- Source passage -
+++

The COVID-19 pandemic has generated unprecedented disruption worldwide, triggering seismic shifts across every industry, with real estate being one of the most heavily impacted. Now, as restrictions are lifting in Miami-Dade County – as well as throughout the United States and across the globe — it remains to be seen what the “new normal” will look like as it relates to housing, specifically.
While it’s too early to make definitive predictions, signs of recovery in our market are, indeed, evident…and there is hope that we will reclaim much of the momentum that was building before business began to slow.
In the fourth quarter of 2019, for example, sales in Miami-Dade County were strong. In addition to having been buoyed by a solid economy, South Florida’s real estate market was seeing a steady return to a more balanced level of inventory. This momentum swelled in the first quarter of 2020, and until we entered mid-March — as the coronavirus began to spread — our market saw year-over-year double-digit increases in sales.
Now, as day-to-day activity begins to resume and we start to look beyond the immediate impact of the crisis, the results of our market’s not-too-distant past (pre-COVID) may be a positive indicator of what’s in store for our future.
A new study by Berkshire Hathaway HomeServices EWM Realty of the Southeast Florida Regional Multiple Listing Service (MLS), comparing the May 1-20, 2020 timespan with the April 1-20, 2020 period, unveiled an important uptick. In the report, analysis revealed that, while there was a dramatic decrease in all Miami-Dade County residential metrics (new listings, new contracts written and closed sales) during April, 2020 compared with prior-year April, the metrics for the numbers of new listings and new contracts written during the first 20 days of May, 2020 rebounded nicely for all product segments, with the exception of the over $1 million condominium market, against the same 20 days in April, 2020.

+++

- Recorded data -
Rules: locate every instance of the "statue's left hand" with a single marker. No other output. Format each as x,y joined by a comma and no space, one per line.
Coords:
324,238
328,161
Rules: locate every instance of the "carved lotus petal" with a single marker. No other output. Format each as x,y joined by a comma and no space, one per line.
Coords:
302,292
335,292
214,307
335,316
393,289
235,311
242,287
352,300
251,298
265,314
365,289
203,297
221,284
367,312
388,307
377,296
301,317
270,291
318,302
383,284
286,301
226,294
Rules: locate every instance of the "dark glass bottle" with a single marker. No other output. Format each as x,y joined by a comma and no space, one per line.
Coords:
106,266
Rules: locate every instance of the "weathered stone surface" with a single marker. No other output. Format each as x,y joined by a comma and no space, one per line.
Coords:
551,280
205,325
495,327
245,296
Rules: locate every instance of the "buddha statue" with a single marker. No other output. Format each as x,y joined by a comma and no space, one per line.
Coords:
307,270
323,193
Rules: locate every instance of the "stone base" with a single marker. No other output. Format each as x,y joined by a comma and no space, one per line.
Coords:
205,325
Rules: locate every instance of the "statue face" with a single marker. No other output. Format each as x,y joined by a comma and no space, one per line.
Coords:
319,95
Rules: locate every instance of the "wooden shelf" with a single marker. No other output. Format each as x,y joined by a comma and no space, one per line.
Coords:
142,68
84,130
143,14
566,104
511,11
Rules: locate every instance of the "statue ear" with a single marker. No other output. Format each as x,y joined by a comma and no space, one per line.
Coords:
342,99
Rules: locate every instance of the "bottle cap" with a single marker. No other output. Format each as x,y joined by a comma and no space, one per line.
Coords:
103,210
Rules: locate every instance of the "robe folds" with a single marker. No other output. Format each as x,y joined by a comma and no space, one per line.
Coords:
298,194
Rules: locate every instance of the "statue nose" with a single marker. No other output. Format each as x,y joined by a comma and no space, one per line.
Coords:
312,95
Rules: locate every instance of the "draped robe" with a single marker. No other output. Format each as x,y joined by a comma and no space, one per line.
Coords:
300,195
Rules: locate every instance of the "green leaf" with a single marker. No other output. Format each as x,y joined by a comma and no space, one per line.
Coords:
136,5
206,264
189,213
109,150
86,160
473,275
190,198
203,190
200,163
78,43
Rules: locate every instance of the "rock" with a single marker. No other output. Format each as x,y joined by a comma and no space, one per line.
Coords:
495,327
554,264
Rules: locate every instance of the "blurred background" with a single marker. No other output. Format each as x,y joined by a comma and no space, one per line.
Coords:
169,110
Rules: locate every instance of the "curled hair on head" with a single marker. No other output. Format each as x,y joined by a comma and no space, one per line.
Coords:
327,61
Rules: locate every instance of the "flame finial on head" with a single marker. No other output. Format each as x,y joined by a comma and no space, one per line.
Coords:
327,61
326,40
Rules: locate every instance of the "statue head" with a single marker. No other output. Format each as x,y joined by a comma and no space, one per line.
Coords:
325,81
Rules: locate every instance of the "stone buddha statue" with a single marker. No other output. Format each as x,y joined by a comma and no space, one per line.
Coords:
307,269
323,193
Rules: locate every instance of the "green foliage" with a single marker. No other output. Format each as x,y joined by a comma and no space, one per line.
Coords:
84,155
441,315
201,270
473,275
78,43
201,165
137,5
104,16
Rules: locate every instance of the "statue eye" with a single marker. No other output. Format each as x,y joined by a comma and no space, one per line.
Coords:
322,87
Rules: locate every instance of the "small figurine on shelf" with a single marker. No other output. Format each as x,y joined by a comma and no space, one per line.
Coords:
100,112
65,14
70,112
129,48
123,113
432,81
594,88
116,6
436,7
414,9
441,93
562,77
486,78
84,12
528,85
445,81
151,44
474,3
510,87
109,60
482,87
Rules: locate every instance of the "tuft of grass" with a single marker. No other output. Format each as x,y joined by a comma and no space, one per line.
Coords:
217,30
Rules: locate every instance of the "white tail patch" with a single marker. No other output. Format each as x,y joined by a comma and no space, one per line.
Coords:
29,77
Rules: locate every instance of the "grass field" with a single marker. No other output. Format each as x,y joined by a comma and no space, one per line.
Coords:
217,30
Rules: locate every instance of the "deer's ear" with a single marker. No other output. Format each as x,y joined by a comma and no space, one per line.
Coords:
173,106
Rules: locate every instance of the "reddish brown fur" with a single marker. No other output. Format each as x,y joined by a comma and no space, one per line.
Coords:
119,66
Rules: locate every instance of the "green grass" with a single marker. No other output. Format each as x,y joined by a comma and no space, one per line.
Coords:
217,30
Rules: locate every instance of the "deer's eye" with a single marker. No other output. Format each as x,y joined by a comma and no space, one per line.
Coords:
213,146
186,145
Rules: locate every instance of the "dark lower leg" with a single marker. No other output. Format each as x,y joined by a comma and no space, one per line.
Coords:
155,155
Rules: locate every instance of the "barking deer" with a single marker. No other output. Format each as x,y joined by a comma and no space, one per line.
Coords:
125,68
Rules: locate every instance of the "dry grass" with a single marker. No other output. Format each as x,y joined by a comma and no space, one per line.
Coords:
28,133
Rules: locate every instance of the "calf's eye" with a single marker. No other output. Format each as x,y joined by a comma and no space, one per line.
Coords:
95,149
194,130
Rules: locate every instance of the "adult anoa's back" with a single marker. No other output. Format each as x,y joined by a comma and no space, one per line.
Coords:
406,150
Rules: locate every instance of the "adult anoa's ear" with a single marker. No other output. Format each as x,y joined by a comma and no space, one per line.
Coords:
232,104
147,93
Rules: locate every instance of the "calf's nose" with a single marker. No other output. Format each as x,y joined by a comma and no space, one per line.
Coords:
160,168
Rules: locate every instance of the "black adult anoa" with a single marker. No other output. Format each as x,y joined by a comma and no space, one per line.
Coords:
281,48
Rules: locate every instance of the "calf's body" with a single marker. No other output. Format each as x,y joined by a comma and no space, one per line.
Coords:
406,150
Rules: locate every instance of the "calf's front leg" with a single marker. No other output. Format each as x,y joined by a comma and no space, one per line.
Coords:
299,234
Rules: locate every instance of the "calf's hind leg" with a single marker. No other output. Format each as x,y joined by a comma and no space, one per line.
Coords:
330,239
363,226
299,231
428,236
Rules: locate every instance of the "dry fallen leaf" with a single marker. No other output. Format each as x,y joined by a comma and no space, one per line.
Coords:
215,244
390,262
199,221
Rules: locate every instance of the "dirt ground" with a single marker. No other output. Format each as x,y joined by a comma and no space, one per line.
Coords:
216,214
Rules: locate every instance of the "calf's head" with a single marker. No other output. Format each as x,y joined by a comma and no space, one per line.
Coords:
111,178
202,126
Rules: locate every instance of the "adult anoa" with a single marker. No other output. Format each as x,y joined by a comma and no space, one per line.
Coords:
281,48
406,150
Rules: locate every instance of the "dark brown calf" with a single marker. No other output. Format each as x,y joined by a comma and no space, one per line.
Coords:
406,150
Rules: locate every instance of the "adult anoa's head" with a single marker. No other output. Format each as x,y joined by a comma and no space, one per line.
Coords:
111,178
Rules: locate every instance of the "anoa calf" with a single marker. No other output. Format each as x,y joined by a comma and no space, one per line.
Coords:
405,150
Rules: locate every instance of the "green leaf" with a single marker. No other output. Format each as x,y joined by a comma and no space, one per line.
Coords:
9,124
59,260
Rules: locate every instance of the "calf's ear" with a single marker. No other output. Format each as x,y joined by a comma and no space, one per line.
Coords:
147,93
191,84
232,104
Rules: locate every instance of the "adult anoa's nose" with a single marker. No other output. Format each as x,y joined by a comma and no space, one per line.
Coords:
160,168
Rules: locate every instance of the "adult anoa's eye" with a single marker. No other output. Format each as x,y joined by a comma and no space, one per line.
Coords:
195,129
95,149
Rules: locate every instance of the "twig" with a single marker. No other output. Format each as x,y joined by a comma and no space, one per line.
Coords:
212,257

+++

- Tasks and exercises -
• A. In the passage on the Miami-Dade housing market, which product segment did not see new listings and new contracts rebound in the first 20 days of May 2020?
• B. Using the passage on the Miami-Dade housing market, explain what supported the strength of South Florida's real estate market in the fourth quarter of 2019.
• C. Carry on the passage about the Miami-Dade housing market from the point where it stops.
The records were drawn from a separate source unrelated to the passage on the Miami-Dade housing market.

- Written answers -
• A. The over $1 million condominium market.

• B. The market was buoyed by a solid economy. It was also seeing a steady return to a more balanced level of inventory.

• C.
In the May 1-20 time-frame (as compared to April 1-20), new single-family home listings were up 29% in the $1 million-and-under price-point, while new single-family home listings in the $1 million-and-over price-point were up by 65%. New contracts written during the same time-frame were up 82% and 29%, respectively.
“Even though Miami-Dade is still in the process of relaxing COVID restrictions that were placed in effect in mid-March, at the start of May 2020, we saw a healthy increase in activity for the May 1-20 time-frame, compared to the April 1-20 time-frame — with the exception of condominiums priced in excess of $1 million,” said Ron Shuffield, President and CEO of BHHS EWM Realty. “While not at the levels we’ve seen year-over-year in previous selling seasons, the May growth is certainly noticeable, especially when compared with the plunging decreases we experienced in April.”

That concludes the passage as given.